#### Material to process
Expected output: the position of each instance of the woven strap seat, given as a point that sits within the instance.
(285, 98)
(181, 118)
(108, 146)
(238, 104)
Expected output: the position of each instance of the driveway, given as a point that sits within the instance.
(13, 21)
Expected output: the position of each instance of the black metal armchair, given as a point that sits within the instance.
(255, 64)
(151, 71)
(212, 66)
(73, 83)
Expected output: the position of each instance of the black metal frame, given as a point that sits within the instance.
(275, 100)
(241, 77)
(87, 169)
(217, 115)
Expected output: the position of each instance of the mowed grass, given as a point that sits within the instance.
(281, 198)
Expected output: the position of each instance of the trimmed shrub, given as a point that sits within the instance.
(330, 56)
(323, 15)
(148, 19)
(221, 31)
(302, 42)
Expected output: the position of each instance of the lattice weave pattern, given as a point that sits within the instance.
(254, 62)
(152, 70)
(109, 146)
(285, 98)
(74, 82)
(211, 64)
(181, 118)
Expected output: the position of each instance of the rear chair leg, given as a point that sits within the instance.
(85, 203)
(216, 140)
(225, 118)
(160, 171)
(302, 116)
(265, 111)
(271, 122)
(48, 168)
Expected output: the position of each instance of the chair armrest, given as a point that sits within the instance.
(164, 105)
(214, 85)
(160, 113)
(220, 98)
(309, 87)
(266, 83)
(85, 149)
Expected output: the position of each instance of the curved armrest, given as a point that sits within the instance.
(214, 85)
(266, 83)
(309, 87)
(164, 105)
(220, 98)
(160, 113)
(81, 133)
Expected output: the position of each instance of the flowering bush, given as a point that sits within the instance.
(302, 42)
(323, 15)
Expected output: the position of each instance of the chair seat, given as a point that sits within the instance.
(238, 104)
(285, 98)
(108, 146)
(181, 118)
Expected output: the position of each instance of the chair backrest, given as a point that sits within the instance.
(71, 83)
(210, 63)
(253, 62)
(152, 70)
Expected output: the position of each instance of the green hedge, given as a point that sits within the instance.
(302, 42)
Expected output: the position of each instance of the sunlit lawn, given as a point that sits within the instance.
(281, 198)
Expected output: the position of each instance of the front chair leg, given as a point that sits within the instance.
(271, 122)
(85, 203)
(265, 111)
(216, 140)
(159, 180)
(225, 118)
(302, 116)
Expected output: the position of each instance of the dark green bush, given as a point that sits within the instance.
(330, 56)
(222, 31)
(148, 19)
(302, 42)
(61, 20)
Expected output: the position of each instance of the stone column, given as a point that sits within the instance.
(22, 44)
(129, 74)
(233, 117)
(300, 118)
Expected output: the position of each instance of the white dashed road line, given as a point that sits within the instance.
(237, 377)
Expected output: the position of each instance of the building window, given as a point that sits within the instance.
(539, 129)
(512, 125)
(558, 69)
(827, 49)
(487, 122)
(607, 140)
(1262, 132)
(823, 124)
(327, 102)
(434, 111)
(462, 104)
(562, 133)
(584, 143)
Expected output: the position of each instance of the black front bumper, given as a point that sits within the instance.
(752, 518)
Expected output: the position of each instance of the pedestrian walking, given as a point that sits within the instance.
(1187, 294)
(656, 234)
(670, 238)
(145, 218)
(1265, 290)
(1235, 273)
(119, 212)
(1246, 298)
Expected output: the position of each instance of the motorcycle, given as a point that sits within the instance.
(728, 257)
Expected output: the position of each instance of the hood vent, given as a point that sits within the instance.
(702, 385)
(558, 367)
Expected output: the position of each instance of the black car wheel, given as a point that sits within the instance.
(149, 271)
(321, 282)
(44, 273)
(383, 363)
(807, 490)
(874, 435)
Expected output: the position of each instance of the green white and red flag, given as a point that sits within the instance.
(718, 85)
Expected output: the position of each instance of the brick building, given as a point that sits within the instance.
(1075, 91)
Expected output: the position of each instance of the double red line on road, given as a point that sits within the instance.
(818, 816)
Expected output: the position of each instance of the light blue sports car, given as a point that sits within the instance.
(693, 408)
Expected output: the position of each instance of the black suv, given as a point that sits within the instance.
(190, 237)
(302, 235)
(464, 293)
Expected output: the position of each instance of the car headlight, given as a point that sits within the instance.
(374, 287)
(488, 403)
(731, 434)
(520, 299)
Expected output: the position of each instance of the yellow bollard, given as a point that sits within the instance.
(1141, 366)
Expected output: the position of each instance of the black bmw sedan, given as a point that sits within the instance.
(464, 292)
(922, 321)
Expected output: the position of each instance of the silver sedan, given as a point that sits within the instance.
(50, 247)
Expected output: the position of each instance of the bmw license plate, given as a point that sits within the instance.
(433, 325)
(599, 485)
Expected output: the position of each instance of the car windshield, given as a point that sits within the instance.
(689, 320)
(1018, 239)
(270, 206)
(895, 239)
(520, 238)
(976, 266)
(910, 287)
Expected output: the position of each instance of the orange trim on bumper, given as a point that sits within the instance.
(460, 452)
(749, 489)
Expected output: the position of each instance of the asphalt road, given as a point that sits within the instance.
########
Exercise prompt: Output every record above exactly as it appears.

Reply:
Expected output: the position of each instance of the woven strap seat, given as a point that sits within the instance.
(285, 98)
(181, 118)
(108, 146)
(238, 104)
Expected output: the position of each instance of the driveway, given as a point that sits within the instance.
(13, 21)
Expected output: the position of each instance of the black metal armchair, given as a point that sits within the instance.
(255, 64)
(151, 71)
(212, 66)
(73, 83)
Expected output: the position of each instance of the black metal frame, given as a point that sits within the instance.
(275, 100)
(241, 77)
(87, 169)
(217, 115)
Expected output: the position of each instance of the mowed grass, given as a point that sits within the instance.
(281, 198)
Expected output: the position of each instance of the trimmed shrub, given as a point that sits within the instance.
(330, 56)
(323, 15)
(148, 19)
(221, 31)
(302, 42)
Expected output: the position of each instance of the lattice weave pattern, given as a point that sits within the instance.
(254, 62)
(152, 70)
(109, 146)
(285, 98)
(74, 82)
(211, 64)
(181, 118)
Expected output: the position of each instance of the rear chair leg, given as a point that sits within the instance.
(85, 203)
(216, 140)
(225, 118)
(160, 171)
(302, 116)
(265, 111)
(271, 122)
(48, 168)
Expected output: the position of each instance of the chair armrest, given as a point that sits within the instance.
(164, 105)
(214, 85)
(160, 113)
(220, 98)
(309, 87)
(266, 83)
(85, 149)
Expected output: the position of each instance of the curved armrest, given as a point that sits within the instance.
(214, 85)
(266, 83)
(309, 87)
(164, 105)
(220, 98)
(160, 113)
(81, 133)
Expected output: the position of each instance of the flowering bush, given as a point that sits within the instance.
(302, 42)
(323, 15)
Expected output: the position of each instance of the chair seat, given as a point that sits within the instance.
(238, 104)
(285, 98)
(108, 146)
(181, 118)
Expected output: the position of each instance of the chair backrest, given as a point that sits within the instance.
(71, 83)
(210, 63)
(253, 62)
(152, 70)
Expected output: the position of each instance of the green hedge, given as a point that sits within the instance.
(302, 42)
Expected output: the position of each instance of the sunlit lawn, given as a point that sits within the instance.
(281, 198)
Expected output: the position of each instance of the front chair leg, given as a point that sits within the instance.
(271, 122)
(85, 203)
(265, 111)
(216, 140)
(159, 180)
(225, 118)
(302, 116)
Expected output: the position of each instance of the dark green bush, given as a point that sits within the instance.
(330, 56)
(222, 31)
(148, 19)
(302, 42)
(61, 20)
Expected output: the position of each instance of the stone column, given as a point that sits within the instance.
(22, 44)
(129, 74)
(233, 117)
(300, 118)
Expected output: the position of each instance of the white dashed road line, given as a point that sits within the instance.
(237, 377)
Expected output: the position of each instance of the building window, given as a point that sits within the instance.
(539, 129)
(512, 125)
(558, 69)
(827, 49)
(487, 122)
(607, 140)
(1262, 132)
(823, 124)
(327, 102)
(434, 111)
(462, 104)
(562, 133)
(584, 143)
Expected output: the position of each instance of the black front bumper, given as a point that sits within the instance.
(752, 518)
Expected output: the position of each instance of the pedestrian walking, given as a point that sits within the instance.
(1187, 294)
(656, 234)
(670, 238)
(145, 218)
(1265, 290)
(1235, 273)
(119, 212)
(1246, 298)
Expected output: the position of each instance of the motorcycle, given as a point that sits within the instance.
(728, 257)
Expected output: the position of each instance of the hood vent, given as a point that sits within the instance.
(702, 385)
(558, 367)
Expected output: the position of each instance of the black car wheel, given as a point that sits within the instance.
(149, 271)
(321, 282)
(44, 273)
(383, 363)
(807, 490)
(874, 435)
Expected output: the position of each instance of the green white and red flag, given as a point that sits within the instance.
(718, 85)
Expected output: the position of each instance of the brick building, given as a point that sits within the instance.
(1075, 91)
Expected output: the position of each instance of the double red line on road, given as a point that sits within the instance.
(818, 816)
Expected output: the position of each instance of the light blue sports car, given as a point that sits within the instance.
(693, 408)
Expected output: the position of each instance of the black suv, given as a point that sits within the instance.
(190, 237)
(302, 235)
(464, 293)
Expected output: the position of each instance of the car headlight, given as a point that sits within the instance.
(374, 287)
(488, 403)
(731, 434)
(520, 299)
Expected output: the position of each instance of the yellow bollard, given as a point that sits within the instance.
(1141, 366)
Expected output: the position of each instance of the black bmw sedan, given as a point that sits within the instance.
(464, 292)
(922, 321)
Expected output: the position of each instance of the silver sedan, given as a point that sits within the instance.
(50, 247)
Expected output: the position of each instance of the bmw license plate, given as a point that sits within the instance.
(433, 325)
(599, 485)
Expected output: the position of each instance of the car windshield, given as a point that sits within the instance.
(689, 320)
(1018, 239)
(270, 206)
(895, 239)
(520, 238)
(976, 266)
(910, 287)
Expected output: the position of each instance of the orange trim on bumper, given as a point that sits within the instance.
(460, 452)
(749, 489)
Expected output: the position of each instance of the asphalt road, given as a point that sits within the instance.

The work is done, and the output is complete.